**** DATASET CONTENT ****

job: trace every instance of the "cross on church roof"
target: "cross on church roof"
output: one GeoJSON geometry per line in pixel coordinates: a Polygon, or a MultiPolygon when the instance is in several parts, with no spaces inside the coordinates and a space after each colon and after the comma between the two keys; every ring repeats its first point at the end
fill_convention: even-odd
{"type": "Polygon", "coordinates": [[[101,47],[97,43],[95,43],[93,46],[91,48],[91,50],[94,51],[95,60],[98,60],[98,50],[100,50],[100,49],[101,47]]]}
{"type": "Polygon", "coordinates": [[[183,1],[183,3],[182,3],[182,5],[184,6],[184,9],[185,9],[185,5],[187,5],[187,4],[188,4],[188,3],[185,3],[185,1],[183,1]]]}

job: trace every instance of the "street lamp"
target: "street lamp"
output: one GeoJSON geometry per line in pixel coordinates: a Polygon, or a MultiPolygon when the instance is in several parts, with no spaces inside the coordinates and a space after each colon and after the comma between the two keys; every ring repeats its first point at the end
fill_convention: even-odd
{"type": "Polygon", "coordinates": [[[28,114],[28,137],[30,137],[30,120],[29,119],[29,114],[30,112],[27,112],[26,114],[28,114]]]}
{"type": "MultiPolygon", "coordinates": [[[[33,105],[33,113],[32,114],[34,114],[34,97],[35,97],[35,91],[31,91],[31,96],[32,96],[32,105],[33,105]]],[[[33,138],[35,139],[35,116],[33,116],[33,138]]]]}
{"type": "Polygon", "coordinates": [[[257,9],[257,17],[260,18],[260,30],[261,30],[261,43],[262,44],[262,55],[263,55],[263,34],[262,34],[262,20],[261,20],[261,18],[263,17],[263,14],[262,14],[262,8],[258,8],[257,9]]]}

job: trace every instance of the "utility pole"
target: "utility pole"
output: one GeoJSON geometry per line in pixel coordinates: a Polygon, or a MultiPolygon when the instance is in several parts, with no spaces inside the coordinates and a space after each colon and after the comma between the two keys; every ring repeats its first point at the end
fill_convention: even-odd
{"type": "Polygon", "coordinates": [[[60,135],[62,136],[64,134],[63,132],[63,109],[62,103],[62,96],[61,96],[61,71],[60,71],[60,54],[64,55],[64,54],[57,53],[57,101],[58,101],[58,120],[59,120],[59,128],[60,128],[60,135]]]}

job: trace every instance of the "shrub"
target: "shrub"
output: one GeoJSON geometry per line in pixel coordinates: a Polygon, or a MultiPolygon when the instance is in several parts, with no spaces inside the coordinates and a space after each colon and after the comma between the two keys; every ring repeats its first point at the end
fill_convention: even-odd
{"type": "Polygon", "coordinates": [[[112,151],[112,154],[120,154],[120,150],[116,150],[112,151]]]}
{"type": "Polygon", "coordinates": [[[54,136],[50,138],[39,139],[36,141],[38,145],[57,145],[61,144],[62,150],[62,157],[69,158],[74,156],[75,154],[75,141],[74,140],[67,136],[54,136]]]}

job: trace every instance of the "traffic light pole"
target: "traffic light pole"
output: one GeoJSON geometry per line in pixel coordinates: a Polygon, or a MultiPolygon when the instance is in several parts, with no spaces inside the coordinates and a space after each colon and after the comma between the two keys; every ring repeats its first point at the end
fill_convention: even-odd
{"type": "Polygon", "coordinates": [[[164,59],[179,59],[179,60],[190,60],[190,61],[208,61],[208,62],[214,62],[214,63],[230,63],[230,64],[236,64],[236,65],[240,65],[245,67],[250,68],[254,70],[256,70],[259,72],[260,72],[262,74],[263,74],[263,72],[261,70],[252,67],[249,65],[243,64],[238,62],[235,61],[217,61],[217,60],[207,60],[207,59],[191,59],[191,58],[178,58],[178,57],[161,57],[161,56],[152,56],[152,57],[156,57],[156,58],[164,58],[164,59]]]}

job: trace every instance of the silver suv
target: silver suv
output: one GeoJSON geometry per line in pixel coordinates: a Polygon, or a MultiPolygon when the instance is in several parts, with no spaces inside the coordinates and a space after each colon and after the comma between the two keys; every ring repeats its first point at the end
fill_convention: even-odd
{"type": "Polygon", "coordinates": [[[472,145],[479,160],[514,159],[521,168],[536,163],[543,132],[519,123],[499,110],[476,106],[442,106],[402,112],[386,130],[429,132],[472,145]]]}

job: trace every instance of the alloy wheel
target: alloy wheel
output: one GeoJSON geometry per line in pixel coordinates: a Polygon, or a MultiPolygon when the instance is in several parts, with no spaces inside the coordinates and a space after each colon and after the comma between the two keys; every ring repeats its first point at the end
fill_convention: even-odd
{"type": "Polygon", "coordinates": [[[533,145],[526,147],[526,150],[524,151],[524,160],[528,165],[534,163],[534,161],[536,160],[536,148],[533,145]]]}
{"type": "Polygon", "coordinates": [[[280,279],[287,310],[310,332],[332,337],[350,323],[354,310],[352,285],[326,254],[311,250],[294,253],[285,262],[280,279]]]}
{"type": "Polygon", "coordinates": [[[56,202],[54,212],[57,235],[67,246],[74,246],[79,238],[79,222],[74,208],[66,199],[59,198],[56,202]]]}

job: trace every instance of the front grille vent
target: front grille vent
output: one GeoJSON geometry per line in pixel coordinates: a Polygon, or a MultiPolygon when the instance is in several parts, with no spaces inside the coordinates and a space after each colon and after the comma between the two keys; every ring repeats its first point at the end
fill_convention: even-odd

****

[THE PROBLEM]: Pick out each line in the records above that contains the string "target", and copy those lines in their original order.

[FINISHED EXERCISE]:
target: "cross on church roof"
target: "street lamp"
target: "utility pole"
target: "shrub"
target: "traffic light pole"
target: silver suv
target: alloy wheel
target: front grille vent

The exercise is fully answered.